Rainer Maria Rilke ist überaus hilfreich, wenn man an diesem Ort versucht, der Gleichzeitigkeit von Vergangenheit, Gegenwart und Zukunft nachzugehen, »... wenn man das Wasser mit scharfen Rändern die Paläste berühren sieht, die ganz aus Willen sind, aus Widerstand, aus Erfolg, und wenn man über der Pracht des Platzes das Arsenal nicht übersieht, das Wälder in Flotten verwandelt hat und die Last der Flotten in die Flügel eines Siegs«. Man erschrickt »vor der Fülle der Aktion, die hier hier zusammengekommen ist und man fühlt sie immer noch dasein, auffordernd und beunruhigend, immens verpflichtend.« Diese Verpflichtung ist sehr zu spüren, heute jetzt und hier … 

Herzlich
Boris Kochan

 

Ein anderer Venedig-Gänger, der russisch-amerikanische Dichter und Nobelpreisträger für Literatur Joseph Brodsky, schreibt in seinen kunstvoll aufeinander bezogenen 48 Kurzkapiteln in Ufer der Verlorenen über den Winter in Venedig Sätze wie: »In dem sie das Wasser striegelt, hebt die Stadt das Aussehen der Zeit, verschönert sie Zukunft.« Der Nebel und die Harmonie lackierter Oberflächen lehren ihn, »wie Wasser empfindet, wenn es von Wasser liebkost wird«: »Wasser ist gleich Zeit und bietet der Schönheit ihr Double.« Mit anderen Worten: Die Zukunft wird poetisch sein. Oder nicht!

 

X-Phase: Die neuerliche 8daw-Experimentierphase verlockt uns dazu, neben Texten vermehrt auch Audio und Video zu integrieren: Gerade Venedig ist eben auch eine ganz spezielle Hör-Erfahrung, der Klang der Stadt fast so eine Art Corporate Sound. Ulrich Müllers Klangcollage Der Atem der Stadt ist speziell für diese 8daw-Ausgabe entstanden – und nicht nur in seinem Klang-Artikel verlinkt, sondern auch wie die anderen Videobeiträge auf dem neuen 8daw-YouTube-Channel zu finden.

------------------------------

DEIN ZIEL -
Gib aus dem Auszug über Venedig den Abschnitt wortgetreu zurück, der mit den Worten „X-Phase: Die neuerliche“ einsetzt und mit „8daw-YouTube-Channel zu finden.“ schließt. Die Datensätze stehen in keinem Zusammenhang mit dem Auszug über Venedig.

AUSZUG DER DATENSÄTZE -

------------------------------

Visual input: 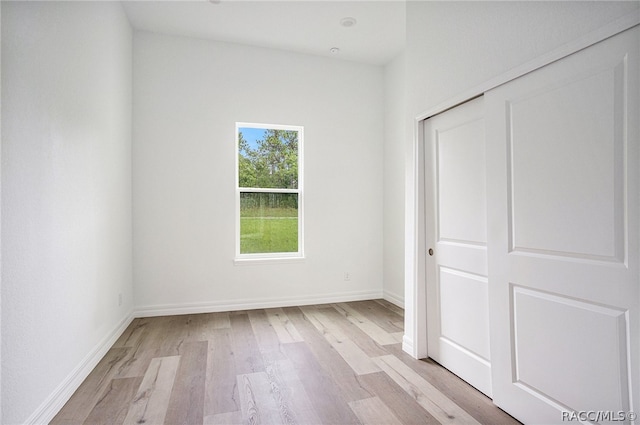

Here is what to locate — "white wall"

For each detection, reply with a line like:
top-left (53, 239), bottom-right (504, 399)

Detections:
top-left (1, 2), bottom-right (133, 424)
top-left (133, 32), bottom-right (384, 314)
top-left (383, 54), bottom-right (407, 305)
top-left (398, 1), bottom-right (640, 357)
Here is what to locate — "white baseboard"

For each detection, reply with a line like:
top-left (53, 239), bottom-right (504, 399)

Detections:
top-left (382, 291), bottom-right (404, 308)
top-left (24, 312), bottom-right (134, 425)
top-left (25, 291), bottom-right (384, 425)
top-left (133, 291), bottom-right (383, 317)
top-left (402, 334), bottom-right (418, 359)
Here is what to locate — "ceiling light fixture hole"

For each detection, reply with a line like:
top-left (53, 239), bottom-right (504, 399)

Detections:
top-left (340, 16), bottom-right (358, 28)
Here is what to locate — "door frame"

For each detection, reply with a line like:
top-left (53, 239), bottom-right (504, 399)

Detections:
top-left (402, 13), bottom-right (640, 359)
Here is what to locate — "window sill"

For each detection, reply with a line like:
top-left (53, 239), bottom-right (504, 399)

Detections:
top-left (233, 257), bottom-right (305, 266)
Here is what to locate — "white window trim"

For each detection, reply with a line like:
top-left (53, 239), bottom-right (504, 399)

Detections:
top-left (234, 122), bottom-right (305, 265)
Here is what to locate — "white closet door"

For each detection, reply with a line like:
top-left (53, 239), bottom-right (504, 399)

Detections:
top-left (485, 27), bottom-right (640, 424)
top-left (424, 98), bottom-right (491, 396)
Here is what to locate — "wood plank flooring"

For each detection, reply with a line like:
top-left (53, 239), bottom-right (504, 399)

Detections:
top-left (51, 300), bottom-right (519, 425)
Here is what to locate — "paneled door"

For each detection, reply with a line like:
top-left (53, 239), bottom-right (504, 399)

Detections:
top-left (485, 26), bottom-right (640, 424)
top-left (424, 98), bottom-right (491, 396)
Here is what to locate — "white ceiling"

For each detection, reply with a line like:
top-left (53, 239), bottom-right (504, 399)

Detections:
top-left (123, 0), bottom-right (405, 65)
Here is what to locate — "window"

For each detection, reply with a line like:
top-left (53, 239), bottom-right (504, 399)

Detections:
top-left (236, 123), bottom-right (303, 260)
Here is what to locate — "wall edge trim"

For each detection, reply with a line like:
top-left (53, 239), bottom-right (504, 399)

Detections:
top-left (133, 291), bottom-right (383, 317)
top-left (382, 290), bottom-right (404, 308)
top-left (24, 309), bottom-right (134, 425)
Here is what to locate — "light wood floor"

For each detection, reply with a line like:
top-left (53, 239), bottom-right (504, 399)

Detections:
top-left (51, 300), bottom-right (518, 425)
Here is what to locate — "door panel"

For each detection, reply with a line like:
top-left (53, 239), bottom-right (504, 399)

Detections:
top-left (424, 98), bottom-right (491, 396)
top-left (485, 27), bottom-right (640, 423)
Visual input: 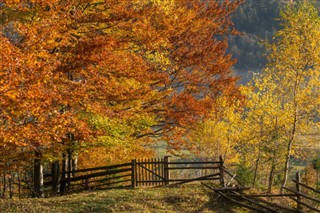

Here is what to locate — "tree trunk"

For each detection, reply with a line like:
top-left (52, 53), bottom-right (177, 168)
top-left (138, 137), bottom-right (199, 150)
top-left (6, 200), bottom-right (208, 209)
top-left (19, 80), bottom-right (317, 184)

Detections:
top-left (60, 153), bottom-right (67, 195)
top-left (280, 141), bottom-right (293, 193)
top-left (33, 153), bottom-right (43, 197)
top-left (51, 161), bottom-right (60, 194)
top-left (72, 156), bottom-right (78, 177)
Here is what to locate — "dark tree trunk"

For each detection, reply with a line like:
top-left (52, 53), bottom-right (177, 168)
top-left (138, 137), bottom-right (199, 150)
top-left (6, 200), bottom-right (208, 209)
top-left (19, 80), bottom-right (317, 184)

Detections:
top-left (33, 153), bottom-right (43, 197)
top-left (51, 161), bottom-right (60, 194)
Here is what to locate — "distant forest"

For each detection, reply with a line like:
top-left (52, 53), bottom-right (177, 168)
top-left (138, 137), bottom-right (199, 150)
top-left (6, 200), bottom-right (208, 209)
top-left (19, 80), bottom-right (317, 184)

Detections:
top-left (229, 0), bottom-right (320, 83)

------------------------------

LÖSUNG DER AUFGABE -
X-Phase: Die neuerliche 8daw-Experimentierphase verlockt uns dazu, neben Texten vermehrt auch Audio und Video zu integrieren: Gerade Venedig ist eben auch eine ganz spezielle Hör-Erfahrung, der Klang der Stadt fast so eine Art Corporate Sound. Ulrich Müllers Klangcollage Der Atem der Stadt ist speziell für diese 8daw-Ausgabe entstanden – und nicht nur in seinem Klang-Artikel verlinkt, sondern auch wie die anderen Videobeiträge auf dem neuen 8daw-YouTube-Channel zu finden.